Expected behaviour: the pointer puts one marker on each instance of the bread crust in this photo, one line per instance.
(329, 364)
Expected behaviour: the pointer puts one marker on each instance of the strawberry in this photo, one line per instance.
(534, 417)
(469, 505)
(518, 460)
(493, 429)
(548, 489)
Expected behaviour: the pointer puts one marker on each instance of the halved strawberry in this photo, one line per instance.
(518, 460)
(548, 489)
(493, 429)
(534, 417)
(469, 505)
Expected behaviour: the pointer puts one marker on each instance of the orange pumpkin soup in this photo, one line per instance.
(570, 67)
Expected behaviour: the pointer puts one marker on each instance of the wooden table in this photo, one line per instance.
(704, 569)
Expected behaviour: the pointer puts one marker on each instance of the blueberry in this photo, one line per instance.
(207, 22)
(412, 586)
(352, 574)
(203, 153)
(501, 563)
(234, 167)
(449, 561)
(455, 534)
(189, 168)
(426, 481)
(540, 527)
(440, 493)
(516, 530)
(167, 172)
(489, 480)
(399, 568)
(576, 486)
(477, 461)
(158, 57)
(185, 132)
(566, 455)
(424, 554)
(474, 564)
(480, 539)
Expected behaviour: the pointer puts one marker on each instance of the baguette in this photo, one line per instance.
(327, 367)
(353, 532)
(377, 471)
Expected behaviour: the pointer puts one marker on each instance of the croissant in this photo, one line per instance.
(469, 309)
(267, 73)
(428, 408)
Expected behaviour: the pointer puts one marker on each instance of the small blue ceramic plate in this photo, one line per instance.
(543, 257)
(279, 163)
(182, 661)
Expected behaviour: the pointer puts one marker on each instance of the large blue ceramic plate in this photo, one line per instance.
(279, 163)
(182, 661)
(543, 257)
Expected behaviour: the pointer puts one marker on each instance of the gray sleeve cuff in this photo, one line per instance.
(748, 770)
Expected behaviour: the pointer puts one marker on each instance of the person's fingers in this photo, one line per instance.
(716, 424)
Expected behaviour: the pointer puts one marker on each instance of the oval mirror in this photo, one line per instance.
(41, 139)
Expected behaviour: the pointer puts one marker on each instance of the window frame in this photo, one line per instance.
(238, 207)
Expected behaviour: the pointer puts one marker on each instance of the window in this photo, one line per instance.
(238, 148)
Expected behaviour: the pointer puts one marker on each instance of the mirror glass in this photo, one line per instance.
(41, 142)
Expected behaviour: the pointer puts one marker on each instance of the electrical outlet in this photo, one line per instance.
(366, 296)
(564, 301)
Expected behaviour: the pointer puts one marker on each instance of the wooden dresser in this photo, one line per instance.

• • • • • • •

■ **REQUIRED TASK**: Rewrite all of the data above, putting "dot" in place of every "marker" and leaving everything else unchanged.

■ **WRITTEN RESPONSE**:
Expected behaviour: the pointer puts one dot on each instance of the bread crust in this photo, one line per instance.
(329, 364)
Expected behaviour: the pointer puts one dot on each instance of the strawberry in this photo, one line per instance.
(534, 417)
(469, 505)
(518, 460)
(493, 429)
(548, 489)
Expected behaviour: the pointer puts one dot on each instance of the halved strawberry in this photo, one line per instance.
(518, 460)
(548, 489)
(493, 429)
(534, 417)
(469, 505)
Expected behaviour: the pointer puts one dot on each instance of the orange pumpkin soup in this photo, one line per instance.
(570, 67)
Expected behaviour: the pointer puts one dot on each instance of the wooden table in this photo, one line per instance.
(704, 569)
Expected behaviour: the pointer puts one dot on each instance of the blueberry in this photo, one line per instance.
(207, 22)
(412, 586)
(352, 574)
(203, 153)
(501, 563)
(234, 167)
(449, 561)
(455, 534)
(189, 168)
(426, 481)
(540, 527)
(440, 493)
(516, 530)
(167, 172)
(489, 480)
(399, 568)
(576, 486)
(477, 461)
(158, 57)
(185, 132)
(566, 455)
(424, 554)
(474, 564)
(480, 539)
Expected behaviour: the pointer puts one dot on each instance of the baguette in this photo, one line per instance.
(327, 367)
(353, 532)
(377, 471)
Expected behaviour: the pointer puts one dot on each instance of the croissant in this photo, one line per instance.
(469, 309)
(267, 73)
(428, 408)
Expected behaviour: the pointer puts one dot on each instance of the small blue ceramic plate in this photo, one line per instance.
(543, 257)
(279, 163)
(182, 661)
Expected behaviour: the pointer puts one dot on each instance of the large blue ceramic plate in this photo, one line per instance.
(279, 163)
(182, 661)
(543, 257)
Expected behaviour: the pointer puts one dot on each instance of the gray sleeve cuff in this photo, one line per instance.
(748, 770)
Expected behaviour: the pointer puts one dot on each instance of the person's fingers in this photo, one line per instance.
(716, 424)
Expected behaviour: the pointer puts one dot on each instance of the oval mirror in this photo, one line per instance.
(41, 139)
Expected behaviour: the pointer puts one dot on each instance of the window frame in this photo, one line per instance.
(238, 207)
Expected behaviour: the pointer puts one dot on each instance of the window in this photo, one line per instance.
(238, 148)
Expected behaviour: the pointer puts one dot on each instance of the mirror glass in this photo, one line per instance.
(41, 142)
Expected behaviour: the pointer puts one dot on each instance of the electrical outlet in this photo, one line per instance.
(366, 296)
(564, 301)
Expected behaviour: the pointer puts one dot on each instance of the wooden dresser in this photo, one line per instance.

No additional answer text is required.